Depp continued his box-office success with a starring role as eccentric candy maker Willy Wonka in Tim Burton's adaptation of Charlie and the Chocolate Factory (2005). It also had a positive critical reception, with Depp being nominated again for the Golden Globe for Best Actor - Musical or Comedy. Chocolate Factory was followed by another Burton project, the stop-motion animation Corpse Bride (2005), in which Depp voiced the main character, Victor Van Dort. Depp reprised the role of Jack Sparrow in the Pirates sequels Dead Man's Chest (2006) and At World's End (2007), both of which were major box office successes. He also voiced the character in the video game Pirates of the Caribbean: The Legend of Jack Sparrow. According to a survey taken by Fandango, Depp in the role of Jack Sparrow was the main reason for many cinema-goers to see a Pirates film.

=====

* Work request A *
In the passage on Depp's film career, which character did Depp voice in Corpse Bride?
* Work request B *
Carry the passage on Depp's film career forward from its final sentence.

=====

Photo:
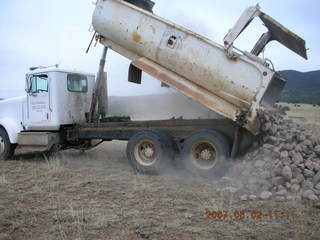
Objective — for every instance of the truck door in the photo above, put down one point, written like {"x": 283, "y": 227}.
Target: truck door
{"x": 38, "y": 100}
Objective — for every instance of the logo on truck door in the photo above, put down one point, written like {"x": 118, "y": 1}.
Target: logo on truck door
{"x": 38, "y": 99}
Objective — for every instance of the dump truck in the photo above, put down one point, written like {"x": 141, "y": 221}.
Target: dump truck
{"x": 66, "y": 109}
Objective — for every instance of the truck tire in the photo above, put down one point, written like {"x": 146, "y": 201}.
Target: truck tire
{"x": 6, "y": 148}
{"x": 206, "y": 153}
{"x": 150, "y": 152}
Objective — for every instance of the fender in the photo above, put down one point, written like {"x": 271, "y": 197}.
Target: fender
{"x": 12, "y": 127}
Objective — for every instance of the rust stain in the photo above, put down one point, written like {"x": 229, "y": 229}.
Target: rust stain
{"x": 200, "y": 97}
{"x": 136, "y": 37}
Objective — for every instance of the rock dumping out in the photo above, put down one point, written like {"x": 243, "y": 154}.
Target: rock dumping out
{"x": 284, "y": 164}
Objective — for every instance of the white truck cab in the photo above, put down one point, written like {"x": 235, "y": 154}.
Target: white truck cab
{"x": 54, "y": 98}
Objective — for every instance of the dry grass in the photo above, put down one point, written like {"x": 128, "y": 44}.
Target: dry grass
{"x": 96, "y": 195}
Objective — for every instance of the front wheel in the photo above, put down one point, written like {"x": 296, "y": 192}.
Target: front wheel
{"x": 6, "y": 148}
{"x": 150, "y": 152}
{"x": 206, "y": 153}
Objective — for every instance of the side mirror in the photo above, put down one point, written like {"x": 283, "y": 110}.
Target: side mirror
{"x": 28, "y": 84}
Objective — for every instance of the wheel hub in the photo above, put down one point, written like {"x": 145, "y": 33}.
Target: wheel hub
{"x": 206, "y": 154}
{"x": 149, "y": 152}
{"x": 145, "y": 153}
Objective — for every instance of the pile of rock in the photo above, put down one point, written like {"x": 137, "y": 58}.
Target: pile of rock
{"x": 284, "y": 164}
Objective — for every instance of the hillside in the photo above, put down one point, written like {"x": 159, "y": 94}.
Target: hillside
{"x": 301, "y": 87}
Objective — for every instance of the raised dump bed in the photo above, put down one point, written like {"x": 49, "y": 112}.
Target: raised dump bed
{"x": 234, "y": 85}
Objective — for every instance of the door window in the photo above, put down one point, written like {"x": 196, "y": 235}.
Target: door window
{"x": 77, "y": 83}
{"x": 39, "y": 83}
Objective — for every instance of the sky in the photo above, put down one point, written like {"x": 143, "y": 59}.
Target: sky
{"x": 37, "y": 32}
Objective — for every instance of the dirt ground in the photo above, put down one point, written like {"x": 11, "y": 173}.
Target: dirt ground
{"x": 96, "y": 195}
{"x": 306, "y": 115}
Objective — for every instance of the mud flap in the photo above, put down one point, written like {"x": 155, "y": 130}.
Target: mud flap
{"x": 135, "y": 74}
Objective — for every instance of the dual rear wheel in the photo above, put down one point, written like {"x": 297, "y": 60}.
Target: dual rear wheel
{"x": 204, "y": 153}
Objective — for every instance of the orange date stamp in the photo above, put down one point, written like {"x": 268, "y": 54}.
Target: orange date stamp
{"x": 250, "y": 214}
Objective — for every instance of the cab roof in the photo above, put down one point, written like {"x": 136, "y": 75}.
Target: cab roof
{"x": 49, "y": 70}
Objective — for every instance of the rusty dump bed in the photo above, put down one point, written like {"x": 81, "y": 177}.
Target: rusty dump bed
{"x": 234, "y": 85}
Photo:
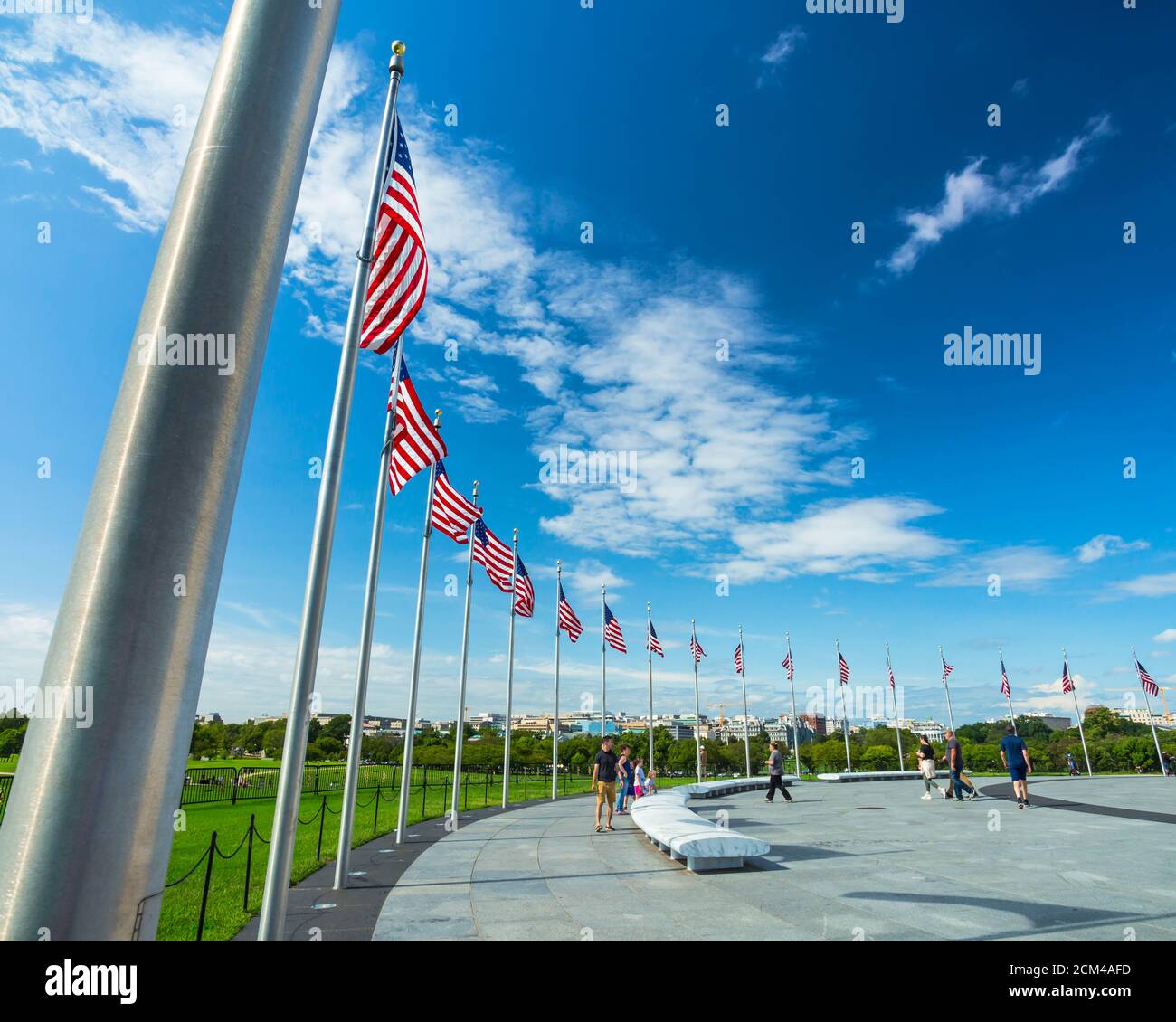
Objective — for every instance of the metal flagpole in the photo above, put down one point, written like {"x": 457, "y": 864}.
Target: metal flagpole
{"x": 796, "y": 724}
{"x": 406, "y": 759}
{"x": 1152, "y": 720}
{"x": 945, "y": 689}
{"x": 82, "y": 857}
{"x": 602, "y": 643}
{"x": 742, "y": 676}
{"x": 465, "y": 668}
{"x": 1012, "y": 719}
{"x": 894, "y": 697}
{"x": 1077, "y": 713}
{"x": 845, "y": 719}
{"x": 697, "y": 715}
{"x": 506, "y": 751}
{"x": 289, "y": 779}
{"x": 650, "y": 649}
{"x": 555, "y": 707}
{"x": 367, "y": 623}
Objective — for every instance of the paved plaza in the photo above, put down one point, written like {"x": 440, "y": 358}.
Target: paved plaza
{"x": 1093, "y": 858}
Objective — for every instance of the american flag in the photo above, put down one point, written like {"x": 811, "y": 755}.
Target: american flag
{"x": 947, "y": 668}
{"x": 400, "y": 265}
{"x": 453, "y": 514}
{"x": 651, "y": 641}
{"x": 493, "y": 554}
{"x": 525, "y": 591}
{"x": 1145, "y": 680}
{"x": 565, "y": 618}
{"x": 697, "y": 648}
{"x": 415, "y": 441}
{"x": 612, "y": 631}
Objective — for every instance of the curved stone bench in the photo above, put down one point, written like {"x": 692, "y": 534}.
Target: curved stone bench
{"x": 670, "y": 823}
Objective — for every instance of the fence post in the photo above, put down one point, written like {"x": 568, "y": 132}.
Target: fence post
{"x": 208, "y": 880}
{"x": 248, "y": 864}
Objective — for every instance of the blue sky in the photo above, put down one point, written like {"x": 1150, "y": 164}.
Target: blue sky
{"x": 700, "y": 233}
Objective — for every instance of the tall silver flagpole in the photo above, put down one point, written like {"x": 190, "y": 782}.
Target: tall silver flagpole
{"x": 406, "y": 764}
{"x": 1077, "y": 713}
{"x": 555, "y": 707}
{"x": 506, "y": 749}
{"x": 947, "y": 690}
{"x": 742, "y": 677}
{"x": 81, "y": 857}
{"x": 650, "y": 649}
{"x": 894, "y": 697}
{"x": 1012, "y": 719}
{"x": 367, "y": 625}
{"x": 697, "y": 712}
{"x": 845, "y": 719}
{"x": 289, "y": 780}
{"x": 796, "y": 724}
{"x": 602, "y": 668}
{"x": 465, "y": 668}
{"x": 1152, "y": 720}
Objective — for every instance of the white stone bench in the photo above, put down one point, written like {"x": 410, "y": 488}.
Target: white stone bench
{"x": 670, "y": 823}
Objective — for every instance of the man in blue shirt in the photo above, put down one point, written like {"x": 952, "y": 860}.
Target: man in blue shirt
{"x": 1015, "y": 756}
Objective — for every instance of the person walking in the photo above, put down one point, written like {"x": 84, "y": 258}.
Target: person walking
{"x": 925, "y": 755}
{"x": 953, "y": 760}
{"x": 623, "y": 779}
{"x": 1015, "y": 756}
{"x": 775, "y": 762}
{"x": 603, "y": 781}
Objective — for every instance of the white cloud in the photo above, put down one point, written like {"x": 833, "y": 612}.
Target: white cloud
{"x": 1105, "y": 546}
{"x": 1148, "y": 586}
{"x": 972, "y": 192}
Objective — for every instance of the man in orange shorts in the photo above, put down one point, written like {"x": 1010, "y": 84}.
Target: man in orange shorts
{"x": 603, "y": 781}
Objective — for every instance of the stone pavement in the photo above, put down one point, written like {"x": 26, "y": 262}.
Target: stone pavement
{"x": 1092, "y": 860}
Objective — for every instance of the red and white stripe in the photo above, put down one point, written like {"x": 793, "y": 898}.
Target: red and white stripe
{"x": 415, "y": 441}
{"x": 453, "y": 514}
{"x": 400, "y": 267}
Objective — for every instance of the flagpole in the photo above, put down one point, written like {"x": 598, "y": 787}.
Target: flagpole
{"x": 894, "y": 697}
{"x": 796, "y": 724}
{"x": 83, "y": 858}
{"x": 367, "y": 623}
{"x": 742, "y": 674}
{"x": 1077, "y": 713}
{"x": 602, "y": 689}
{"x": 465, "y": 669}
{"x": 845, "y": 719}
{"x": 1012, "y": 719}
{"x": 555, "y": 708}
{"x": 945, "y": 689}
{"x": 406, "y": 766}
{"x": 650, "y": 649}
{"x": 506, "y": 744}
{"x": 289, "y": 779}
{"x": 697, "y": 716}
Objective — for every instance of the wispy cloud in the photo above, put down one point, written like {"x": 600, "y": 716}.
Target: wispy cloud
{"x": 972, "y": 193}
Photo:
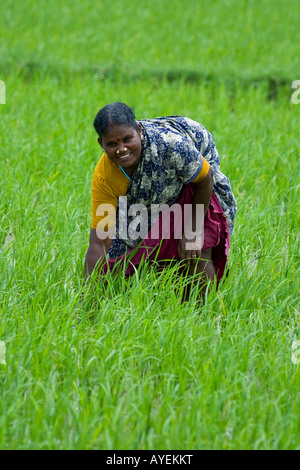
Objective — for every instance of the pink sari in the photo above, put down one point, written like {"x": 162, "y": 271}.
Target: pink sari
{"x": 153, "y": 248}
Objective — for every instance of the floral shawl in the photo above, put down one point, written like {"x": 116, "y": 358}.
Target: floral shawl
{"x": 171, "y": 158}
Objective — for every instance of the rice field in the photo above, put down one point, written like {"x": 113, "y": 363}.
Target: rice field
{"x": 141, "y": 370}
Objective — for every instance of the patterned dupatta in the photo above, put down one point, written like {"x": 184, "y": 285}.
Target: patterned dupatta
{"x": 171, "y": 158}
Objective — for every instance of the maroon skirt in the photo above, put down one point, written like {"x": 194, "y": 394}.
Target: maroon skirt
{"x": 160, "y": 248}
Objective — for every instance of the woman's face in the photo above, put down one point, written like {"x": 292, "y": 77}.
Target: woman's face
{"x": 122, "y": 145}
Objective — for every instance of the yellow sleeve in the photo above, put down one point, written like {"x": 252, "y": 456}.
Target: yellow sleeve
{"x": 203, "y": 172}
{"x": 108, "y": 184}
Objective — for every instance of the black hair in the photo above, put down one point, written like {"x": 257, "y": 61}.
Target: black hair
{"x": 115, "y": 113}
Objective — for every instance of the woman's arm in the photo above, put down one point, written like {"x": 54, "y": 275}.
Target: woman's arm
{"x": 96, "y": 250}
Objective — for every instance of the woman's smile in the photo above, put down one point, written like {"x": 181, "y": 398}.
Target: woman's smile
{"x": 122, "y": 145}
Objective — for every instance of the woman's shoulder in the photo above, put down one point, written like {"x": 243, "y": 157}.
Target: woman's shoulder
{"x": 109, "y": 174}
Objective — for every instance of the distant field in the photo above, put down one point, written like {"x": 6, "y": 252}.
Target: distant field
{"x": 148, "y": 372}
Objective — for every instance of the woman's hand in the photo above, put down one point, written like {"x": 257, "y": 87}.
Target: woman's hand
{"x": 96, "y": 251}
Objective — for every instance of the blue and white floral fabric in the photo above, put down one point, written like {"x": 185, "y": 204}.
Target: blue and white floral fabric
{"x": 171, "y": 158}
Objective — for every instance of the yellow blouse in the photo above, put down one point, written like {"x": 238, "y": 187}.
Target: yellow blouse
{"x": 109, "y": 182}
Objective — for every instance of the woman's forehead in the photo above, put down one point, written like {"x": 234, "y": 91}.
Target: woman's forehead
{"x": 117, "y": 132}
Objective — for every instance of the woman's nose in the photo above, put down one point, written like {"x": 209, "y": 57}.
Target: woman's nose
{"x": 121, "y": 148}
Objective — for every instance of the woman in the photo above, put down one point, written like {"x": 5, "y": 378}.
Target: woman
{"x": 164, "y": 163}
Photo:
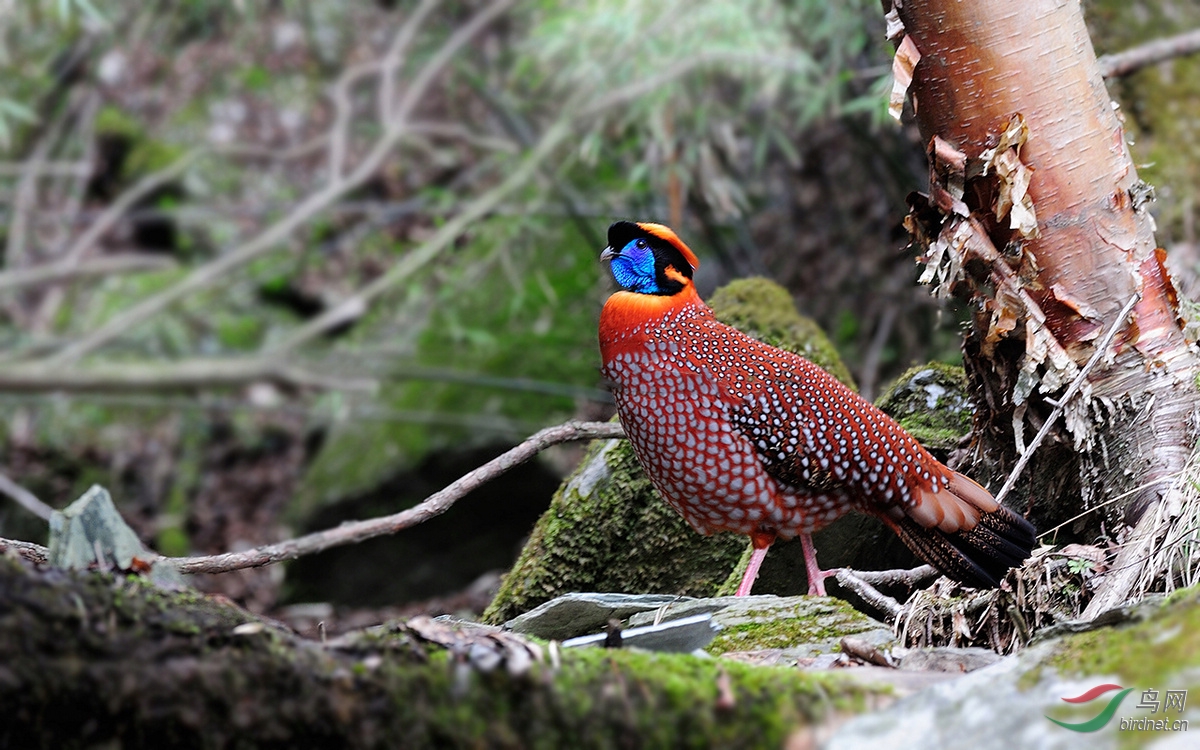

=====

* Task answer A *
Victor Van Dort

* Task answer B *
In 2007, Depp collaborated with Burton for their sixth film together, this time playing murderous barber Sweeney Todd in the musical Sweeney Todd: The Demon Barber of Fleet Street (2007). Depp cited Peter Lorre's performance in Mad Love (1935), in which Lorre played a "creepy but sympathetic" surgeon, as his main influence for the role. Sweeney Todd was Depp's first film role that required him to sing. Rather than hiring a professional vocal coach, he prepared by recording demos with his former bandmate Bruce Witkin. The film went on to achieve both critical and commercial success. Entertainment Weeklys Chris Nashawaty stated that, "Depp's soaring voice makes you wonder what other tricks he's been hiding ... Watching Depp's barber wield his razors ... it's hard not to be reminded of Edward Scissorhands frantically shaping hedges into animal topiaries 18 years ago ... and all of the twisted beauty we would've missed out on had [Burton and Depp] never met." Depp won the Golden Globe Award for Best Actor in a Motion Picture – Musical or Comedy and received his third Oscar nomination and two Critics' Choice nominations (for Best Actor and Best Acting Ensemble).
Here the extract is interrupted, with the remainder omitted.